**Text segment**
<<<<

Plucked from their day-to-day, they face distressed victims, review grisly evidence and are then tasked with agreeing on a defendant's fate. Later, thanks to contempt laws, they are barred from speaking to family, friends or even therapists about their disturbing experiences.
Jurors are primed for trauma and need more social and psychological support, says a new report from psychologists at the University of Leicester.
"We simply don't know enough about what goes on within the jury room," said Noelle Robertson, a senior lecturer in clinical psychology who co-authored the study, which was published in The Howard Journal of Criminal Justice last month.
The study revealed that for the more vulnerable candidates, jury duty can lead to severe stress or post-traumatic stress disorder - or what the researchers refer to as "vicarious traumatisation."
Most recently in the high-profile case of Josef Fritzl, jurors were shown Elisabeth Fritzl's graphic video testimony in short segments. In the Paul Bernardo case, Justice Patrick LeSage spoke openly about waking up at night in the months and years afterward - Canadian law prohibited Mr. Bernardo's jurors from sharing their experiences.
The study, which also references earlier studies from Canada, the United States and New Zealand, was conducted in 2007 on 68 British jurors.
The respondents filled out an online survey that included questions about their own personal histories of trials and trauma. It offered a "trauma symptoms checklist" about headaches, insomnia or weight loss experienced during and after the trial. Another scale asked jurors to rate 44 different aspects of jury service, including disturbing evidence and jury deliberation and decision time.
Some 23 per cent of the jurors reported dealing with traumatic events in the course of their trial; 5 per cent reported that they had responded with "intense fear, helplessness or horror." One juror was diagnosed with post-traumatic stress disorder.
Jury duty proved especially damaging for women, who were also more adversely affected by dissension and questioning in the jury room. Most respondents found deliberation more stressful than visually gruesome evidence, especially when jurors felt pressure from others to change their verdict.
That finding doesn't surprise James Morton, a Toronto lawyer who teaches classes about evidence at Osgoode Hall.
"One hears rumours of nasty arguments, occasionally even leading to physical confrontations in the jury room. People take very different positions and they are mandated to come to a unanimous decision in the criminal cases. ... You can imagine there'd be intimidation, pressure and 'gosh, we all want to go home Friday and be done with it.' "
Unlike American jurors, Canadian and British jurors are sworn to secrecy both during and after the trial. And unlike jurors in the U.S., they are often not sequestered, which means they must travel home nightly with their experiences.

>>>>

**Supplied information**
<<<<

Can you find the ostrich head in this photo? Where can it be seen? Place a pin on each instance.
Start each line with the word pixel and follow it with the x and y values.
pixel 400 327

>>>>

**Required action 1**
Retype the passage of the article on juror trauma that begins with "That finding doesn't" and continues through "with their experiences.".
**Required action 2**
Translate into Spanish the following sentence from the article on juror trauma: "The study, which also references earlier studies from Canada, the United States and New Zealand, was conducted in 2007 on 68 British jurors."

**Exercise result 1**
That finding doesn't surprise James Morton, a Toronto lawyer who teaches classes about evidence at Osgoode Hall.
"One hears rumours of nasty arguments, occasionally even leading to physical confrontations in the jury room. People take very different positions and they are mandated to come to a unanimous decision in the criminal cases. ... You can imagine there'd be intimidation, pressure and 'gosh, we all want to go home Friday and be done with it.' "
Unlike American jurors, Canadian and British jurors are sworn to secrecy both during and after the trial. And unlike jurors in the U.S., they are often not sequestered, which means they must travel home nightly with their experiences.

**Exercise result 2**
El estudio, que también hace referencia a estudios anteriores de Canadá, Estados Unidos y Nueva Zelanda, se realizó en 2007 con 68 jurados británicos.